What you need to do
For each line in the material below that holds "clock", copy that line.

Given records

[Start of section]

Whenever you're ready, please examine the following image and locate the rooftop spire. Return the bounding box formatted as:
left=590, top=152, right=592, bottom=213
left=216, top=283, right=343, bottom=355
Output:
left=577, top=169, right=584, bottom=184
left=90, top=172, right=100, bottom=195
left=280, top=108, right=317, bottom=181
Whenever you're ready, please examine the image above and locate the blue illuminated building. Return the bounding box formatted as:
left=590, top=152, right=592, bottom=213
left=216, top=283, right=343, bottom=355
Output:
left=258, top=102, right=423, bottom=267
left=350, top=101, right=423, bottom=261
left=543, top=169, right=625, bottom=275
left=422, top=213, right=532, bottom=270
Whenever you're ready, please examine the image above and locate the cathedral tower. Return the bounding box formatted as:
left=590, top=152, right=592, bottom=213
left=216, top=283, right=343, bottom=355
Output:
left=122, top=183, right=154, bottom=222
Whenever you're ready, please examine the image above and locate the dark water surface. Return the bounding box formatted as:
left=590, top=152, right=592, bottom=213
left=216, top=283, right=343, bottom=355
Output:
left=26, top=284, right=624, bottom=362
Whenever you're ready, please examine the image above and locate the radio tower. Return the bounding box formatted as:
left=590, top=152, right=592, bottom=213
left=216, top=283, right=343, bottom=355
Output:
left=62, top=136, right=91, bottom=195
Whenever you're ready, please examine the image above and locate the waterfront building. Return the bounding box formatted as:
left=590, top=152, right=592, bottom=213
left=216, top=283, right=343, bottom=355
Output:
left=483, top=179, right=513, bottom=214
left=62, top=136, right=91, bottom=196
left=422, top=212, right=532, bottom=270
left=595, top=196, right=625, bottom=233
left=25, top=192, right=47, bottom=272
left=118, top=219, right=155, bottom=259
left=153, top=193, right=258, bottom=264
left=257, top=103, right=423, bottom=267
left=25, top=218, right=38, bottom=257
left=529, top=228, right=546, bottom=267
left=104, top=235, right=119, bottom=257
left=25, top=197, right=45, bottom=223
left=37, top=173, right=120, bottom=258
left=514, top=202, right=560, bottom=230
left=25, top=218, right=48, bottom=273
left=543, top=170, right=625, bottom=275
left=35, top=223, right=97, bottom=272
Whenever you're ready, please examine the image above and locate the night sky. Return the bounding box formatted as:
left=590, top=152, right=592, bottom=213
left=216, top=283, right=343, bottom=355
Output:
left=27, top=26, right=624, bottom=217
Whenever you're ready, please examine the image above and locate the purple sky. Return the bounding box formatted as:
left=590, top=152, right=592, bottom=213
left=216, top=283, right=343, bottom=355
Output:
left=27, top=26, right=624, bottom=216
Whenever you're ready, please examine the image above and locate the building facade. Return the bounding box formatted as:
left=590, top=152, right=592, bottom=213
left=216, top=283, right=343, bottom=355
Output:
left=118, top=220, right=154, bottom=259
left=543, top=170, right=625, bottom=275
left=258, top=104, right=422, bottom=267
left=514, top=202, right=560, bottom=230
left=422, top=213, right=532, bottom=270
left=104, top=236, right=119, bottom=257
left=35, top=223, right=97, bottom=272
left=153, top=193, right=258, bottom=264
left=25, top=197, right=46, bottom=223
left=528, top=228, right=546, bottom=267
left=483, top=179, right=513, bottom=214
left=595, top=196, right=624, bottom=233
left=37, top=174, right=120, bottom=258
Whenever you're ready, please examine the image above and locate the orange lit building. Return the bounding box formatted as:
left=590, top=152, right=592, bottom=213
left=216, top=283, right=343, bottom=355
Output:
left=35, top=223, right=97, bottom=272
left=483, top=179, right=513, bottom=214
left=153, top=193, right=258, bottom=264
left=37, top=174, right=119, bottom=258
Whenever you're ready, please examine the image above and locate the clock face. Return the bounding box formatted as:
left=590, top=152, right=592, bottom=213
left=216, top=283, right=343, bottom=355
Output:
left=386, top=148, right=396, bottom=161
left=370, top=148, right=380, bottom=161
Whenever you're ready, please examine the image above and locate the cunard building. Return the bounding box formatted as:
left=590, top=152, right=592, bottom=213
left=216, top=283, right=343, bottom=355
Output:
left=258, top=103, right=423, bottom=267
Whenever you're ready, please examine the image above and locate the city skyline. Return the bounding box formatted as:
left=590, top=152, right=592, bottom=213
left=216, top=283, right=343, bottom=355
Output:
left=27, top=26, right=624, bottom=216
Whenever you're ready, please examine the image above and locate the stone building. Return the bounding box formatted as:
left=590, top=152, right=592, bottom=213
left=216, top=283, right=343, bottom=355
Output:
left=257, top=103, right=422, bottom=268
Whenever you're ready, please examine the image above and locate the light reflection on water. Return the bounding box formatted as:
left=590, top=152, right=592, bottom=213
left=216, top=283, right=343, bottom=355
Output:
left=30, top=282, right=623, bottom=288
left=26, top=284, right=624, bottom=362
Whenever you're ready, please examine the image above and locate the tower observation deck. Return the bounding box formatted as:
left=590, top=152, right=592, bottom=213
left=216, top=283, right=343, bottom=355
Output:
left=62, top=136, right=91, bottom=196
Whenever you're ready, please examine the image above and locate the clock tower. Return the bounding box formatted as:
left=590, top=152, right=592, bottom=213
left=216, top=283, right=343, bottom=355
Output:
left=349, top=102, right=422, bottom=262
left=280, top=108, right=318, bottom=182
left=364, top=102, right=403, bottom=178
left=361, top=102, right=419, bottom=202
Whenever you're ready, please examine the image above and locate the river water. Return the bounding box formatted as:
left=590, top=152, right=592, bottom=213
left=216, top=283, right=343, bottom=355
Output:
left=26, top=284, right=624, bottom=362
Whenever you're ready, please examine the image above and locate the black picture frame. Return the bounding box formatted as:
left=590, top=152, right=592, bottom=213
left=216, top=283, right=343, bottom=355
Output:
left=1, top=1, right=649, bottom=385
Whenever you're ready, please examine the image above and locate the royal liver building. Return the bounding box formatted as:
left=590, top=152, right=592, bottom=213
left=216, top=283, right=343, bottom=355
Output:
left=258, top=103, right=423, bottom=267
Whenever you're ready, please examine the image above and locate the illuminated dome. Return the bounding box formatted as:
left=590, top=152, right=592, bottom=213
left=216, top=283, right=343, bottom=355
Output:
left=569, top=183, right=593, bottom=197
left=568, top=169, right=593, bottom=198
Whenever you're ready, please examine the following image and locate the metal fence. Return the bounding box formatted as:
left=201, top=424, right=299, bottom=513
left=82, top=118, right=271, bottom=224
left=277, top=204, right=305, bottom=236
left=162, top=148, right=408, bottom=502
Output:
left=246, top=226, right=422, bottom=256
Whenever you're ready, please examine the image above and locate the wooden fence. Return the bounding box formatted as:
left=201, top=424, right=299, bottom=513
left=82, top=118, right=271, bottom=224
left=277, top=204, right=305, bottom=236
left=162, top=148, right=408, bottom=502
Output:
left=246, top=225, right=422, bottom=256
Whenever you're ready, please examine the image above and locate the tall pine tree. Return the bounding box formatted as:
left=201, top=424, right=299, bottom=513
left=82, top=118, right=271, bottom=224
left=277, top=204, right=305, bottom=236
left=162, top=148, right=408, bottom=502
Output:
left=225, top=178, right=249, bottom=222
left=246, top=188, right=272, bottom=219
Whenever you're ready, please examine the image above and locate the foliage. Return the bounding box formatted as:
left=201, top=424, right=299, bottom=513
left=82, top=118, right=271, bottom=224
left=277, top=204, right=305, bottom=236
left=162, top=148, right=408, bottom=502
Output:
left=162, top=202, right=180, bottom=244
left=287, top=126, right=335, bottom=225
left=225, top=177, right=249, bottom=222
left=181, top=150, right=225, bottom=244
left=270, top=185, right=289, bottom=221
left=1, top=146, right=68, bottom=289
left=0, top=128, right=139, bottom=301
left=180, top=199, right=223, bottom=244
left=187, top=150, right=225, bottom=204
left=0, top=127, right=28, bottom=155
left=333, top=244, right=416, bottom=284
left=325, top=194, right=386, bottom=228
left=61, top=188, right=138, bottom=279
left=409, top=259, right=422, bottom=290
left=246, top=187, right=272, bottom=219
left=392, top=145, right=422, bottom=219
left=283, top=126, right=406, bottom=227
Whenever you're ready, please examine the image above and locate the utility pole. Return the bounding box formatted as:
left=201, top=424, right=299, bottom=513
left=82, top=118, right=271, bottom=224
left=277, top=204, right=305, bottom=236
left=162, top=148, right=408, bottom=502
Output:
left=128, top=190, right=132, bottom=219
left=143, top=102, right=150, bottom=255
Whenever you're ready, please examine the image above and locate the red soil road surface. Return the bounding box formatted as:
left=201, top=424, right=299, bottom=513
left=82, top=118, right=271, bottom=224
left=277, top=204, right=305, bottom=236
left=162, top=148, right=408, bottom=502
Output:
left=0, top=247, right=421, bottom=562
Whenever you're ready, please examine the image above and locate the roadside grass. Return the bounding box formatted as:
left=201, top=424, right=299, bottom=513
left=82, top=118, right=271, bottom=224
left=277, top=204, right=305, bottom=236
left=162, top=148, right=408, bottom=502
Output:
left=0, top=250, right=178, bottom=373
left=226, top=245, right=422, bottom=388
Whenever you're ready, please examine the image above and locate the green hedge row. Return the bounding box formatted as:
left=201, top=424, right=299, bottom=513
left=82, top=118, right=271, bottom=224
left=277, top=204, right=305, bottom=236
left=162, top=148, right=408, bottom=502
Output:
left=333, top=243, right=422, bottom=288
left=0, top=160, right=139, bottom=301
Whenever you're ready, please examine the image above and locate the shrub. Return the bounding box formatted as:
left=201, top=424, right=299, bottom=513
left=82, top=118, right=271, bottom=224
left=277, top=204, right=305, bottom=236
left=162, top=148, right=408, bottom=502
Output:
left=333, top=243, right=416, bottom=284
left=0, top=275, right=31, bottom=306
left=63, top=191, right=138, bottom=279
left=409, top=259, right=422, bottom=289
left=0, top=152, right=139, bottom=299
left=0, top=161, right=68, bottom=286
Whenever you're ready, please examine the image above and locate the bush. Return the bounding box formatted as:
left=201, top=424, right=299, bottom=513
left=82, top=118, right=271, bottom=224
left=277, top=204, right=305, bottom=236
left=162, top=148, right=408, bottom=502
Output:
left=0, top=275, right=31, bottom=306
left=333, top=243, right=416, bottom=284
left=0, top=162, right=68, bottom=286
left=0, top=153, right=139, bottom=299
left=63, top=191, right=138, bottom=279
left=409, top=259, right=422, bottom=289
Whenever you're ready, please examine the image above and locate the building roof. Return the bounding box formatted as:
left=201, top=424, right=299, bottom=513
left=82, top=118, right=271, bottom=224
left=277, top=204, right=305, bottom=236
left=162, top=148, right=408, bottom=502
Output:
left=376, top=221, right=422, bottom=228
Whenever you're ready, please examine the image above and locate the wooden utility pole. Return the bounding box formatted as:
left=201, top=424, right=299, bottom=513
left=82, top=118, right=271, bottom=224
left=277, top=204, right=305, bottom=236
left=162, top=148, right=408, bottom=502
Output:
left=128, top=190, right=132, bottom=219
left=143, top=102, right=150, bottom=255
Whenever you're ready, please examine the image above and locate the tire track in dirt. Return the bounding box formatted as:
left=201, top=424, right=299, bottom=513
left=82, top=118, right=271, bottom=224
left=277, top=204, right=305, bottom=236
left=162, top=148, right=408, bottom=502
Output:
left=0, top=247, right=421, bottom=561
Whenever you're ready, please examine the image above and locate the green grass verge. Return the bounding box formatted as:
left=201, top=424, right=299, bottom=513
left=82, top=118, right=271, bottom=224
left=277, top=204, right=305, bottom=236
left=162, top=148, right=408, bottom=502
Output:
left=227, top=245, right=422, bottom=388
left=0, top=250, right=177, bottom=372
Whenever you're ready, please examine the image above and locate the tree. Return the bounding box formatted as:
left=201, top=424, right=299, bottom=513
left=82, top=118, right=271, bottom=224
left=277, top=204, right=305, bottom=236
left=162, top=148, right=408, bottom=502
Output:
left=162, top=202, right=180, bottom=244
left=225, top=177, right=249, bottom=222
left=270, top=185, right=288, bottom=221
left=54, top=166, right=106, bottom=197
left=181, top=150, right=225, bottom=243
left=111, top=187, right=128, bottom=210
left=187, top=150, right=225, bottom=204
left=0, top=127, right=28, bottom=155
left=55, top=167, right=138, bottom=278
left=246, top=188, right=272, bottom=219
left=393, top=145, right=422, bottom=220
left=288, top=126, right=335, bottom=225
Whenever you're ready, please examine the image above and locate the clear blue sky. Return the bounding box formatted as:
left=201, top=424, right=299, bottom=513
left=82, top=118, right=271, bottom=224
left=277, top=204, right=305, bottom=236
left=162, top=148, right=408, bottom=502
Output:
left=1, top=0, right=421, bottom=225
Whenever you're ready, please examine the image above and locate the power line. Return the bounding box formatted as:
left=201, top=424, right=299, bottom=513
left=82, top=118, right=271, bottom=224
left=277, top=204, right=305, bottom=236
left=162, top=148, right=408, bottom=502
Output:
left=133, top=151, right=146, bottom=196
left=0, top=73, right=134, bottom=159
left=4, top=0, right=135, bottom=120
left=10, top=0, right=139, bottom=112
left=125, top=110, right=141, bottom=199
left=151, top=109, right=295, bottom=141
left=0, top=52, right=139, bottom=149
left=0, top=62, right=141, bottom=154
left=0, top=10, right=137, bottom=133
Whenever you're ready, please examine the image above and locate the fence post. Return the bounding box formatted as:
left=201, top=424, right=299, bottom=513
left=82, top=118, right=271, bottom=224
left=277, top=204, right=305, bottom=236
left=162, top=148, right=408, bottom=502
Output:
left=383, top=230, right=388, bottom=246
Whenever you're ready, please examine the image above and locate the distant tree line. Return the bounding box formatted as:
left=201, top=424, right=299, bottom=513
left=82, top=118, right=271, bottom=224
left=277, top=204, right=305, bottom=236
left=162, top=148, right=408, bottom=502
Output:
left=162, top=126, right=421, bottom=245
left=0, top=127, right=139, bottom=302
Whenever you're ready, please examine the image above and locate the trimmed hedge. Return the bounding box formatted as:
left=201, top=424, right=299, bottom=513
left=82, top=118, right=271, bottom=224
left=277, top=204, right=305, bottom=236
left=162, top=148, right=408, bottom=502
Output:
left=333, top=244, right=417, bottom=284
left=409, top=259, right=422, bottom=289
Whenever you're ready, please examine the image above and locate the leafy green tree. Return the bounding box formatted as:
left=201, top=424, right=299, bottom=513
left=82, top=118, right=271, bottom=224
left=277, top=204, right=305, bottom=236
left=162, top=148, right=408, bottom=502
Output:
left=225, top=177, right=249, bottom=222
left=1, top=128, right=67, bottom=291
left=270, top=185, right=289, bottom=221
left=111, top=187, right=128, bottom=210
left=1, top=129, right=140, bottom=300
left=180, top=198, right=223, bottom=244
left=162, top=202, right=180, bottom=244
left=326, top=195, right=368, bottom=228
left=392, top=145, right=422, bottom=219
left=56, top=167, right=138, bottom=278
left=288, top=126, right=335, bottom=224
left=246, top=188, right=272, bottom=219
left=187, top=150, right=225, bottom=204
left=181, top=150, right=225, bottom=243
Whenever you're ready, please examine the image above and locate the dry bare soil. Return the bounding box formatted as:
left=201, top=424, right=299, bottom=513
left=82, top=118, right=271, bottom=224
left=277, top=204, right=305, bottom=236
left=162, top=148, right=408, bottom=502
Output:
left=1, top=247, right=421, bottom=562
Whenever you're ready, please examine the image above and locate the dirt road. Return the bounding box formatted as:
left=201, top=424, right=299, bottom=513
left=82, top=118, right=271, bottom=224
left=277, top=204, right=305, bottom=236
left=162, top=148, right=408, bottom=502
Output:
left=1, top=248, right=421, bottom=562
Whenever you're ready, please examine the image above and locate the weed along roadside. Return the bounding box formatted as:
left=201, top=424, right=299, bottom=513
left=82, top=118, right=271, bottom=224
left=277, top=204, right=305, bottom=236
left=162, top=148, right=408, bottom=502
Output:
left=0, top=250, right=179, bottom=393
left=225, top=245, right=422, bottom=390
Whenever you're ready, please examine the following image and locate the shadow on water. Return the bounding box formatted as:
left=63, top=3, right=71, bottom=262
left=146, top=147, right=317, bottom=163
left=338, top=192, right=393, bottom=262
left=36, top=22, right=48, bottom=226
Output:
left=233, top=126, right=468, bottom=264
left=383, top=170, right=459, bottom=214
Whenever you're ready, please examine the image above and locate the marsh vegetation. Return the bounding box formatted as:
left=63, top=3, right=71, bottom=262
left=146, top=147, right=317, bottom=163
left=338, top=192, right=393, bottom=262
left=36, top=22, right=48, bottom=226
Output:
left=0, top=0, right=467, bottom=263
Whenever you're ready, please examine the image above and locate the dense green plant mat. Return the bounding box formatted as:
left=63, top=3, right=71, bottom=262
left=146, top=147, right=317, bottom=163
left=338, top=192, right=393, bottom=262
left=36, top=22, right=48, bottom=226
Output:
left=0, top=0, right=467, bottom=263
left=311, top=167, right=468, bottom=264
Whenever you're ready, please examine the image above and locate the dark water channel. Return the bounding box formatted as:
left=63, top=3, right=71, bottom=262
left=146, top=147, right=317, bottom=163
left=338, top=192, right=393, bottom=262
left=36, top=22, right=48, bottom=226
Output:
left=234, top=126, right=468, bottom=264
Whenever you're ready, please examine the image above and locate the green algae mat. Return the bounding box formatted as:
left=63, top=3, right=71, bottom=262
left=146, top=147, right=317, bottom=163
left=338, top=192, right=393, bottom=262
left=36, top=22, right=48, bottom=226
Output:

[End of section]

Task answer
Whenever you're ready, please examine the image above and locate the clock face. Return the bounding box formatted as:
Whenever you're ready, please examine the image above and locate the clock tower. Return the bounding box formatted as:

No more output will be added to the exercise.